Written instruction => Copy the listing below without any change, from the line with "Return one point per instance of the tree, each" through the line with "<point>128,136</point>", including both of those lines.

*** Rows ***

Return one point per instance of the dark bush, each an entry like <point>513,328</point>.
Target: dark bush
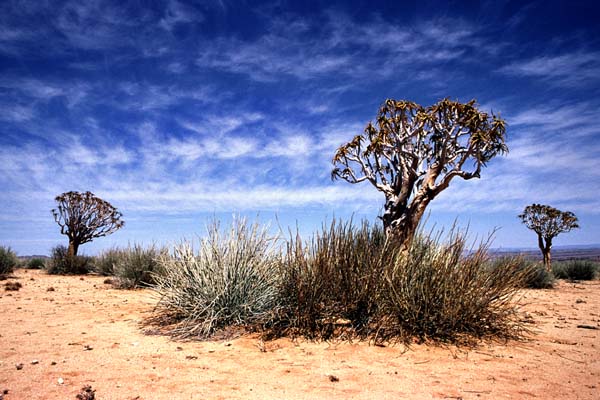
<point>8,260</point>
<point>105,262</point>
<point>36,263</point>
<point>576,270</point>
<point>62,263</point>
<point>346,282</point>
<point>135,266</point>
<point>445,292</point>
<point>331,285</point>
<point>352,282</point>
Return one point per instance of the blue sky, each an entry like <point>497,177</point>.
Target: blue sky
<point>177,111</point>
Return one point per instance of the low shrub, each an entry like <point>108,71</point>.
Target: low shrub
<point>576,270</point>
<point>61,263</point>
<point>8,260</point>
<point>444,292</point>
<point>135,266</point>
<point>231,281</point>
<point>36,263</point>
<point>538,276</point>
<point>105,262</point>
<point>346,282</point>
<point>12,286</point>
<point>350,282</point>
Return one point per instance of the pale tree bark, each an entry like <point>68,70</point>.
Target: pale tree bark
<point>412,153</point>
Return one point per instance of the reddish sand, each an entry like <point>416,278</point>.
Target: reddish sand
<point>86,333</point>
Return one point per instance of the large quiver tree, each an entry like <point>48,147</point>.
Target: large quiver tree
<point>84,217</point>
<point>412,153</point>
<point>547,222</point>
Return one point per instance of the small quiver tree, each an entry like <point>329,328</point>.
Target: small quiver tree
<point>547,222</point>
<point>84,217</point>
<point>412,153</point>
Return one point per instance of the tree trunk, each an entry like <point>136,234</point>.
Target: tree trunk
<point>401,223</point>
<point>546,246</point>
<point>548,260</point>
<point>73,248</point>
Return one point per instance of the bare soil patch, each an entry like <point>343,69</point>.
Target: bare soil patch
<point>85,333</point>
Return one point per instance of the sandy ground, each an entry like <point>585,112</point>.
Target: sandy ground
<point>86,333</point>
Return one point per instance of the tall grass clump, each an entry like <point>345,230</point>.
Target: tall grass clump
<point>351,282</point>
<point>135,266</point>
<point>231,280</point>
<point>537,276</point>
<point>331,284</point>
<point>104,263</point>
<point>576,270</point>
<point>62,263</point>
<point>8,260</point>
<point>444,291</point>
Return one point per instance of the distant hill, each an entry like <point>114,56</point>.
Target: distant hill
<point>560,253</point>
<point>27,258</point>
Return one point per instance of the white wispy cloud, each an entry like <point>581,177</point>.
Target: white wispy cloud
<point>342,46</point>
<point>570,69</point>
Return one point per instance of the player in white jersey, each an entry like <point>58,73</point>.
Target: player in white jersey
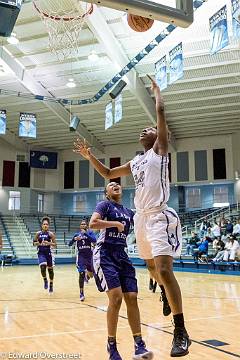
<point>157,227</point>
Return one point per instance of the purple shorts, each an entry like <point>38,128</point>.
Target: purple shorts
<point>84,263</point>
<point>46,259</point>
<point>113,268</point>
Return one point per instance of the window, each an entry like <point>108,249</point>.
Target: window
<point>194,198</point>
<point>14,200</point>
<point>40,202</point>
<point>100,197</point>
<point>220,196</point>
<point>79,203</point>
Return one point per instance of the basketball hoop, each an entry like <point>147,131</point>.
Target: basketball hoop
<point>64,21</point>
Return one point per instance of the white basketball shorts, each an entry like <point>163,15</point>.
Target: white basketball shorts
<point>158,232</point>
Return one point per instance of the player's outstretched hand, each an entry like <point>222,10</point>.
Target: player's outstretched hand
<point>80,147</point>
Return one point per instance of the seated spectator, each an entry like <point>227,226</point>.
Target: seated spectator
<point>219,246</point>
<point>202,248</point>
<point>229,227</point>
<point>203,228</point>
<point>230,249</point>
<point>192,244</point>
<point>216,230</point>
<point>236,228</point>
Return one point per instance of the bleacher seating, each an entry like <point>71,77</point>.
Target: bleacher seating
<point>7,250</point>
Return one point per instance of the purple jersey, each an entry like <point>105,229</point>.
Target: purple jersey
<point>44,236</point>
<point>84,245</point>
<point>112,211</point>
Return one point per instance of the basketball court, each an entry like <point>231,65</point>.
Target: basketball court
<point>33,321</point>
<point>64,59</point>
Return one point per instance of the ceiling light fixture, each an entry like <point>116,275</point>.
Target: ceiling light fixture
<point>13,40</point>
<point>71,83</point>
<point>93,56</point>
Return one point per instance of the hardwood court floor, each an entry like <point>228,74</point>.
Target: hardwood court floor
<point>32,321</point>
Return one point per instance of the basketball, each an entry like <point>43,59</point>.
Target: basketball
<point>139,23</point>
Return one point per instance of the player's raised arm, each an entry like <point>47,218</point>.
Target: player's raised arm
<point>161,144</point>
<point>82,149</point>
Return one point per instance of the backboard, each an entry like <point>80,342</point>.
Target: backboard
<point>177,12</point>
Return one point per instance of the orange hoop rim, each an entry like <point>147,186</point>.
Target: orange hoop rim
<point>64,18</point>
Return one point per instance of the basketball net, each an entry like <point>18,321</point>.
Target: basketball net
<point>64,20</point>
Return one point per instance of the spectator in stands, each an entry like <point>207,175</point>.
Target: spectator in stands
<point>230,249</point>
<point>229,227</point>
<point>192,244</point>
<point>236,228</point>
<point>203,228</point>
<point>218,246</point>
<point>216,230</point>
<point>202,249</point>
<point>223,224</point>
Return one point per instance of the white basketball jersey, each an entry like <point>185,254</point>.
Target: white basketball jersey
<point>150,173</point>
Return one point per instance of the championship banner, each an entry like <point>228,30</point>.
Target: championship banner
<point>108,116</point>
<point>176,64</point>
<point>118,109</point>
<point>3,122</point>
<point>43,159</point>
<point>161,73</point>
<point>236,18</point>
<point>218,30</point>
<point>28,125</point>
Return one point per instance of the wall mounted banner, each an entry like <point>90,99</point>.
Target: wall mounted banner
<point>43,159</point>
<point>218,30</point>
<point>108,116</point>
<point>236,18</point>
<point>28,125</point>
<point>175,64</point>
<point>3,122</point>
<point>118,109</point>
<point>161,73</point>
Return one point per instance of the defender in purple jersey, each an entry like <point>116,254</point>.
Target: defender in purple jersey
<point>157,227</point>
<point>113,270</point>
<point>45,240</point>
<point>84,240</point>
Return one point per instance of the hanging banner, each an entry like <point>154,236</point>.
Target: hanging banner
<point>118,109</point>
<point>236,18</point>
<point>28,125</point>
<point>161,73</point>
<point>3,122</point>
<point>108,116</point>
<point>218,30</point>
<point>176,64</point>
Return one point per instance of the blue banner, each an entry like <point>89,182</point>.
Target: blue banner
<point>161,73</point>
<point>108,116</point>
<point>43,159</point>
<point>236,18</point>
<point>3,122</point>
<point>118,109</point>
<point>176,64</point>
<point>28,125</point>
<point>219,30</point>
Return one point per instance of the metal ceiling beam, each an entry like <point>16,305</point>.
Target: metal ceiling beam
<point>102,31</point>
<point>36,88</point>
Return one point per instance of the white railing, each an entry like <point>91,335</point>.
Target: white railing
<point>226,210</point>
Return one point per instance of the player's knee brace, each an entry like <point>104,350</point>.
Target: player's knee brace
<point>43,271</point>
<point>51,273</point>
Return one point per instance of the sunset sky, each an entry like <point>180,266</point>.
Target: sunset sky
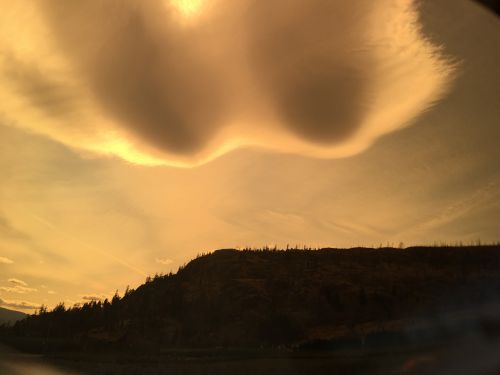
<point>134,135</point>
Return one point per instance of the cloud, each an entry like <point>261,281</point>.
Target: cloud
<point>17,289</point>
<point>152,85</point>
<point>4,260</point>
<point>164,261</point>
<point>17,282</point>
<point>16,304</point>
<point>95,298</point>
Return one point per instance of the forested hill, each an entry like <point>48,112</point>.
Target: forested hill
<point>270,298</point>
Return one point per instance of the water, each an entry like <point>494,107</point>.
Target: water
<point>15,363</point>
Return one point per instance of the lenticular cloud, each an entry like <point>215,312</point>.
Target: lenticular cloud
<point>180,83</point>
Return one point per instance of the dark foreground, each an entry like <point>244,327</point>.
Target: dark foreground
<point>468,356</point>
<point>416,310</point>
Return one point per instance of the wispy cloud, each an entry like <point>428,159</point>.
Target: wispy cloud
<point>18,304</point>
<point>17,282</point>
<point>92,297</point>
<point>164,261</point>
<point>319,77</point>
<point>17,289</point>
<point>4,260</point>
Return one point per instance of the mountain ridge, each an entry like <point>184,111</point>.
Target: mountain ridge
<point>293,298</point>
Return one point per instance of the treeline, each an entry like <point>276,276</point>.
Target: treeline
<point>271,297</point>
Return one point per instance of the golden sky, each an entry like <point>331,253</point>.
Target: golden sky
<point>134,135</point>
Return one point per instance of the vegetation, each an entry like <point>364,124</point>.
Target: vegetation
<point>281,298</point>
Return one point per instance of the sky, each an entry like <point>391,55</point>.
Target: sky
<point>135,135</point>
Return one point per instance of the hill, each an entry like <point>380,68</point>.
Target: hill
<point>298,299</point>
<point>10,316</point>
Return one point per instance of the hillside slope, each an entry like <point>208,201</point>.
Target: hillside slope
<point>269,298</point>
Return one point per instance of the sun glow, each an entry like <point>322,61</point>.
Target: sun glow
<point>188,7</point>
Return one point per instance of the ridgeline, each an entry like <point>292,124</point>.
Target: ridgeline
<point>325,299</point>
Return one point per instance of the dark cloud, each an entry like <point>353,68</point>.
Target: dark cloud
<point>148,79</point>
<point>143,81</point>
<point>318,85</point>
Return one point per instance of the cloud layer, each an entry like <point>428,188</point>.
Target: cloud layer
<point>158,83</point>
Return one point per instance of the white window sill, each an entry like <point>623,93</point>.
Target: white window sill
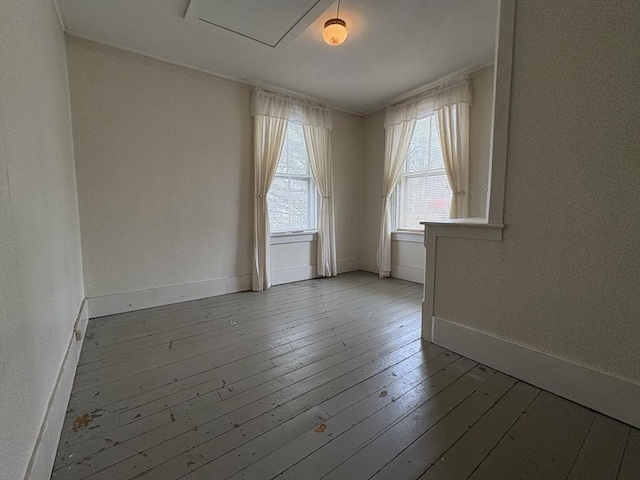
<point>293,237</point>
<point>412,236</point>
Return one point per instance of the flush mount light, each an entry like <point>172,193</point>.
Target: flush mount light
<point>335,30</point>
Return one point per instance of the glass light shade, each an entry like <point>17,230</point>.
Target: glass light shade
<point>335,31</point>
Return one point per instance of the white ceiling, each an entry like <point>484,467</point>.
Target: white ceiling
<point>393,47</point>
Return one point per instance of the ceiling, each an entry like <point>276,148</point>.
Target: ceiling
<point>393,47</point>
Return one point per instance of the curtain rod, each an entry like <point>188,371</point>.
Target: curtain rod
<point>298,100</point>
<point>432,91</point>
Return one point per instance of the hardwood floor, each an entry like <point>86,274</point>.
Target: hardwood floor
<point>324,378</point>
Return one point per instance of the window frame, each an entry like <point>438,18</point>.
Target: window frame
<point>397,196</point>
<point>312,193</point>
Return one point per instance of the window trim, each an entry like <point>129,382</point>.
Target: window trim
<point>293,237</point>
<point>397,195</point>
<point>313,196</point>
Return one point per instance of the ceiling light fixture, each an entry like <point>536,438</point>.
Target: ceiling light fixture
<point>335,30</point>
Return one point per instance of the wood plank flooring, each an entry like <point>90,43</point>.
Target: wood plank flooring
<point>324,378</point>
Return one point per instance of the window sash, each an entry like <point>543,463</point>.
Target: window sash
<point>312,202</point>
<point>400,200</point>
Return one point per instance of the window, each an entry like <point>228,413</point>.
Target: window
<point>292,196</point>
<point>423,191</point>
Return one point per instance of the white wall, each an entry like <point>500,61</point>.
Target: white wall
<point>407,257</point>
<point>165,174</point>
<point>565,279</point>
<point>41,277</point>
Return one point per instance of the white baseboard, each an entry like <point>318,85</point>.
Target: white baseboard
<point>368,264</point>
<point>348,265</point>
<point>604,393</point>
<point>156,297</point>
<point>44,452</point>
<point>403,272</point>
<point>295,274</point>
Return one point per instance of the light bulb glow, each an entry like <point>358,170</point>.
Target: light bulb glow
<point>335,31</point>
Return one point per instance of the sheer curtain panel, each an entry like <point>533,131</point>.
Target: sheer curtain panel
<point>452,115</point>
<point>399,122</point>
<point>270,114</point>
<point>318,140</point>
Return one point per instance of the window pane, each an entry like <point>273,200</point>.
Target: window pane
<point>279,204</point>
<point>424,198</point>
<point>438,197</point>
<point>418,154</point>
<point>436,161</point>
<point>299,204</point>
<point>292,197</point>
<point>294,158</point>
<point>414,202</point>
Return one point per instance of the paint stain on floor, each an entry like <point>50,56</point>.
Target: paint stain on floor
<point>81,421</point>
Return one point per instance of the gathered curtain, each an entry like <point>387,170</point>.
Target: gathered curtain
<point>271,114</point>
<point>318,141</point>
<point>399,125</point>
<point>269,129</point>
<point>452,116</point>
<point>450,104</point>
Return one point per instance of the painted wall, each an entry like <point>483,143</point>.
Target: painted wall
<point>165,174</point>
<point>565,279</point>
<point>41,277</point>
<point>407,258</point>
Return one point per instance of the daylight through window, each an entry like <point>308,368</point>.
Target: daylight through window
<point>423,191</point>
<point>292,196</point>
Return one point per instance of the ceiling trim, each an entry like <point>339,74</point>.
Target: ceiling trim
<point>58,14</point>
<point>158,62</point>
<point>300,25</point>
<point>430,85</point>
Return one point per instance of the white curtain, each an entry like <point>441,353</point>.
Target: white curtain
<point>452,115</point>
<point>399,125</point>
<point>450,103</point>
<point>270,115</point>
<point>318,141</point>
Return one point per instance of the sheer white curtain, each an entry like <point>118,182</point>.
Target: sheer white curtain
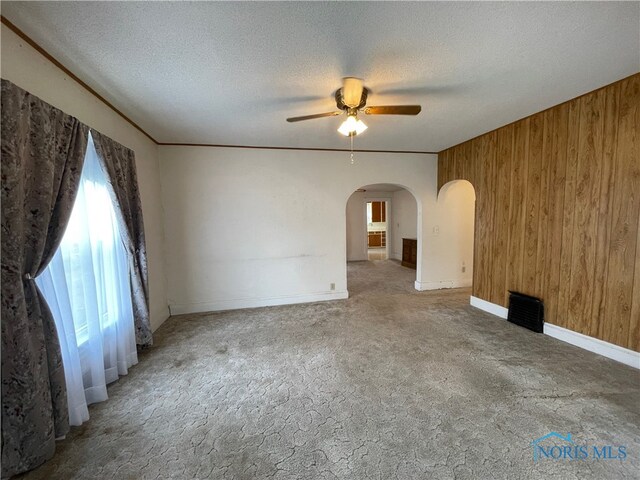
<point>87,288</point>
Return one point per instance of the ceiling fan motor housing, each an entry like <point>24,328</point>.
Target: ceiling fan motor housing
<point>340,100</point>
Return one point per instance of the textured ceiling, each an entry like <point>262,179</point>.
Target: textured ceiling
<point>230,73</point>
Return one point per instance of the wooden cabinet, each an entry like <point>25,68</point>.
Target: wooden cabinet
<point>377,239</point>
<point>378,212</point>
<point>409,252</point>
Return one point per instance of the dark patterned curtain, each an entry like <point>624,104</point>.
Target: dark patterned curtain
<point>120,167</point>
<point>42,154</point>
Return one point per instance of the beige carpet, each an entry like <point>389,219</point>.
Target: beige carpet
<point>391,383</point>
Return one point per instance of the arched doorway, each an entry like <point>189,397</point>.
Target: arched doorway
<point>455,235</point>
<point>381,219</point>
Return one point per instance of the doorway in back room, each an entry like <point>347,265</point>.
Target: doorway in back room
<point>382,223</point>
<point>377,230</point>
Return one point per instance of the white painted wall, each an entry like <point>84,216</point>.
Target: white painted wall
<point>456,211</point>
<point>356,228</point>
<point>25,67</point>
<point>262,227</point>
<point>404,222</point>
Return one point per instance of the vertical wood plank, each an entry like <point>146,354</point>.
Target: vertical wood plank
<point>573,130</point>
<point>517,202</point>
<point>500,232</point>
<point>587,194</point>
<point>624,222</point>
<point>556,207</point>
<point>605,210</point>
<point>543,219</point>
<point>534,169</point>
<point>485,215</point>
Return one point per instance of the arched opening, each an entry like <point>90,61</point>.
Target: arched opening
<point>455,232</point>
<point>382,223</point>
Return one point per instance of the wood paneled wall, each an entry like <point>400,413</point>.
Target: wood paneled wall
<point>558,210</point>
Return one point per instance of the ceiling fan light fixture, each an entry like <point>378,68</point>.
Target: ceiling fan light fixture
<point>352,126</point>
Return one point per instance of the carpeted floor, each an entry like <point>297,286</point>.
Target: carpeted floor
<point>391,383</point>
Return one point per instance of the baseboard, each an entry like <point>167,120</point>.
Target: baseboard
<point>606,349</point>
<point>595,345</point>
<point>235,304</point>
<point>423,286</point>
<point>489,307</point>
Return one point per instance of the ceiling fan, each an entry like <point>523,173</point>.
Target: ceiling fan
<point>351,99</point>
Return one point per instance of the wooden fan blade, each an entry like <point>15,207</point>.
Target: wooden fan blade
<point>393,110</point>
<point>352,91</point>
<point>311,117</point>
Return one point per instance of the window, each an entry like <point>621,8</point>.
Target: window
<point>87,288</point>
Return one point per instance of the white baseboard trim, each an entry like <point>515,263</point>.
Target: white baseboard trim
<point>492,308</point>
<point>423,286</point>
<point>606,349</point>
<point>236,304</point>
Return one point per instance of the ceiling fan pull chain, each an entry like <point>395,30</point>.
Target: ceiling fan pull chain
<point>351,137</point>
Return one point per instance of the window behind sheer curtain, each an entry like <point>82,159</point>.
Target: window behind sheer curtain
<point>87,288</point>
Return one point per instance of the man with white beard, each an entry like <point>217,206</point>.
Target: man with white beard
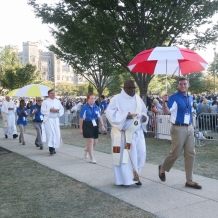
<point>52,109</point>
<point>8,112</point>
<point>127,114</point>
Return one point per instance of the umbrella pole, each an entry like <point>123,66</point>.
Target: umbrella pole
<point>166,76</point>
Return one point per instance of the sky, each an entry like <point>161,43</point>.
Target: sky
<point>18,24</point>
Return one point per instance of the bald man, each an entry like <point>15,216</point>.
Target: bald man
<point>127,114</point>
<point>8,112</point>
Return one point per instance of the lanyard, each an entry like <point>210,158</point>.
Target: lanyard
<point>92,111</point>
<point>186,102</point>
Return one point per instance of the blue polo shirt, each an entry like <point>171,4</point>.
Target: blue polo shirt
<point>180,105</point>
<point>89,113</point>
<point>38,116</point>
<point>103,105</point>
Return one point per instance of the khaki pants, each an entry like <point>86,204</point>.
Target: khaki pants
<point>182,138</point>
<point>104,119</point>
<point>21,136</point>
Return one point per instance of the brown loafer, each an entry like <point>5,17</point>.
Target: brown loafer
<point>162,176</point>
<point>194,185</point>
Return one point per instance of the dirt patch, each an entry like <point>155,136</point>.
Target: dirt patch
<point>4,151</point>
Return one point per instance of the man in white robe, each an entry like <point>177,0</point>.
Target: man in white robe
<point>52,109</point>
<point>120,113</point>
<point>8,112</point>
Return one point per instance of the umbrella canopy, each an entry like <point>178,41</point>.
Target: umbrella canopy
<point>167,60</point>
<point>33,90</point>
<point>13,93</point>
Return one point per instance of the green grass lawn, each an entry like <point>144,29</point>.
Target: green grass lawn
<point>30,190</point>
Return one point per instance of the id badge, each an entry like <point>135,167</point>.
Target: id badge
<point>187,119</point>
<point>94,123</point>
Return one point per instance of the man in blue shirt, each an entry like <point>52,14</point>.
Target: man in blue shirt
<point>179,105</point>
<point>103,106</point>
<point>35,112</point>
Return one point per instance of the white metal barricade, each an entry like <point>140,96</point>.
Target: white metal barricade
<point>206,127</point>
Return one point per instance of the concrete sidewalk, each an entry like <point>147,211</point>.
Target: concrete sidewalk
<point>164,199</point>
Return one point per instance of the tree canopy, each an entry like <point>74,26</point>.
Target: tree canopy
<point>121,29</point>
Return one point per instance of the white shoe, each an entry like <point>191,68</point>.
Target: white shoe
<point>85,154</point>
<point>93,161</point>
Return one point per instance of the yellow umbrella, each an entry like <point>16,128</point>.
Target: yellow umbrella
<point>13,93</point>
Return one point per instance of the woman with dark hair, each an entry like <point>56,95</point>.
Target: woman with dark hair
<point>90,114</point>
<point>214,107</point>
<point>21,121</point>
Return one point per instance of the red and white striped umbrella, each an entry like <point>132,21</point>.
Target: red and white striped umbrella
<point>167,60</point>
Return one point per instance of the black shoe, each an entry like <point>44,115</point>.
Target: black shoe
<point>138,183</point>
<point>15,136</point>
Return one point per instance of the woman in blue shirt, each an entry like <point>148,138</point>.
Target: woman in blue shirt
<point>21,121</point>
<point>88,125</point>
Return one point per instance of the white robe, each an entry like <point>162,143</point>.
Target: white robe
<point>116,114</point>
<point>51,122</point>
<point>9,115</point>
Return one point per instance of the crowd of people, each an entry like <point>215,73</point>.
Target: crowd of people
<point>128,116</point>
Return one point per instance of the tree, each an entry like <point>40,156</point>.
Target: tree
<point>19,77</point>
<point>9,60</point>
<point>121,29</point>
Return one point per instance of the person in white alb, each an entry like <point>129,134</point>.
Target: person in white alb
<point>52,109</point>
<point>127,114</point>
<point>8,111</point>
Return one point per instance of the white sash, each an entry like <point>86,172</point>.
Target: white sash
<point>5,120</point>
<point>128,136</point>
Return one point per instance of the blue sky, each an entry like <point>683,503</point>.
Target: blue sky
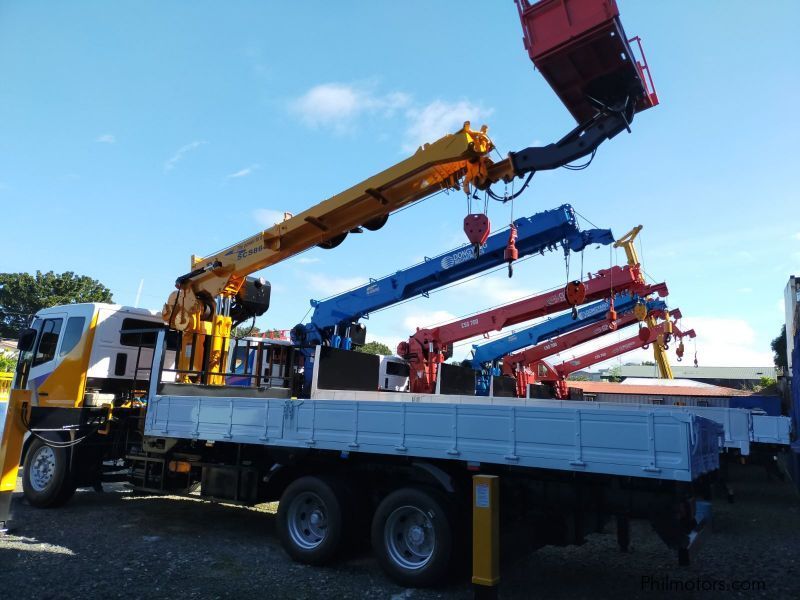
<point>136,134</point>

***

Exercise response =>
Return one point per instance of the tree, each an entry like <point>40,156</point>.
Target: tree
<point>19,77</point>
<point>9,60</point>
<point>121,29</point>
Return one point per instance of the person in white alb, each an entry like <point>129,134</point>.
Target: person in white alb
<point>52,109</point>
<point>127,114</point>
<point>8,111</point>
Return one point per instance of the white sash, each an entry like <point>86,172</point>.
Target: white sash
<point>5,120</point>
<point>128,136</point>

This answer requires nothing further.